▸ SOURCE INFORMATION
BEGIN
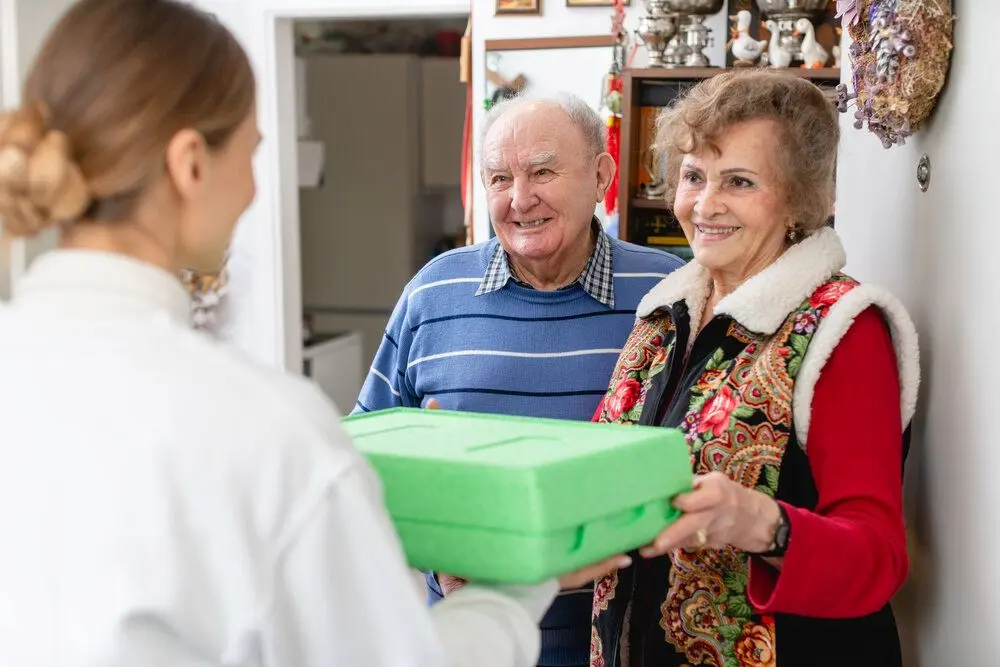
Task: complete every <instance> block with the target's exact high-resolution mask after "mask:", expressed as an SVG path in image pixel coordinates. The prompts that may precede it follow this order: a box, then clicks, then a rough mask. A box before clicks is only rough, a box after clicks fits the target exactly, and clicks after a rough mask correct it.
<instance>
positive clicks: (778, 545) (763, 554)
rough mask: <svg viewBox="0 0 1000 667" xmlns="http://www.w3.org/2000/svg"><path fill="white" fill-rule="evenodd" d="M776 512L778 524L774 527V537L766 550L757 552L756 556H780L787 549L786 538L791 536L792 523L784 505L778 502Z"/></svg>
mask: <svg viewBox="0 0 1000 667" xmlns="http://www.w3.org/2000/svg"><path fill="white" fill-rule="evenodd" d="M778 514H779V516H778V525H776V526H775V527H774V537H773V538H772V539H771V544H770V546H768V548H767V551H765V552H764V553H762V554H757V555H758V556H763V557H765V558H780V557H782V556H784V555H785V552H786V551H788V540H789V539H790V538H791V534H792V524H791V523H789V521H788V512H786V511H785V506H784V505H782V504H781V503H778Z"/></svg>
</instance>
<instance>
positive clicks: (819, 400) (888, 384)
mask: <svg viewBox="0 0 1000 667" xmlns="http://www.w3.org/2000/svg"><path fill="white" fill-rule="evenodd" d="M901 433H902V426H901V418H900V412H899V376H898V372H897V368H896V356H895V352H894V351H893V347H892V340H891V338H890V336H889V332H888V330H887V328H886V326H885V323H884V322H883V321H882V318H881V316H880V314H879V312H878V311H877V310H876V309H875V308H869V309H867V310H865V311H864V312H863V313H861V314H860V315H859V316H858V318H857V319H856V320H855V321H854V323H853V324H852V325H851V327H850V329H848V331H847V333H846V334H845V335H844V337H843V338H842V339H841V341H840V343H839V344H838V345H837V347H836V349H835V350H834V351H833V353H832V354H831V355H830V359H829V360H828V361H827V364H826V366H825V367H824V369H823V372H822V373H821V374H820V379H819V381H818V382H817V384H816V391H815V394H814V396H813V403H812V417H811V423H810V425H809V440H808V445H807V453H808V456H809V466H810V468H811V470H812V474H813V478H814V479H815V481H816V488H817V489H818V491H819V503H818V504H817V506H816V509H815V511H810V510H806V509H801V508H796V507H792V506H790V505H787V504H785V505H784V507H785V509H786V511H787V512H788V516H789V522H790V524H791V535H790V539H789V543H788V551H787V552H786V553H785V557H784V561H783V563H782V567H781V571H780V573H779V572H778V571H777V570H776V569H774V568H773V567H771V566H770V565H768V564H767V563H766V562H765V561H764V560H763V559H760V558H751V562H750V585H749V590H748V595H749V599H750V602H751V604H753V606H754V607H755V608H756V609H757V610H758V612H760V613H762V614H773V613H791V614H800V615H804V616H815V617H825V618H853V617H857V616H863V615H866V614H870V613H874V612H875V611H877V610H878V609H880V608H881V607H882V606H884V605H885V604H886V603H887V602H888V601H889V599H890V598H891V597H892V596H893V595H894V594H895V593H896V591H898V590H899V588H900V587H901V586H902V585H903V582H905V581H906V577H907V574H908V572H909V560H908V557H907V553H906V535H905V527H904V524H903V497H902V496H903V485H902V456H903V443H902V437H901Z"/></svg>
END
▸ TASK DIRECTIONS
Which lines in the entries above contain "instance"? Pull each of them out.

▸ SOLUTION TO THE EXERCISE
Task: complete every <instance> block with the target's exact high-resolution mask after "mask:", expressed as an SVG path in image pixel coordinates. The prompts that may precede it follow this order: a box, then clicks, then a rough mask. A box before clicks is only rough, a box after clicks fits the target exactly, and clicks after a rough mask correct it.
<instance>
</instance>
<instance>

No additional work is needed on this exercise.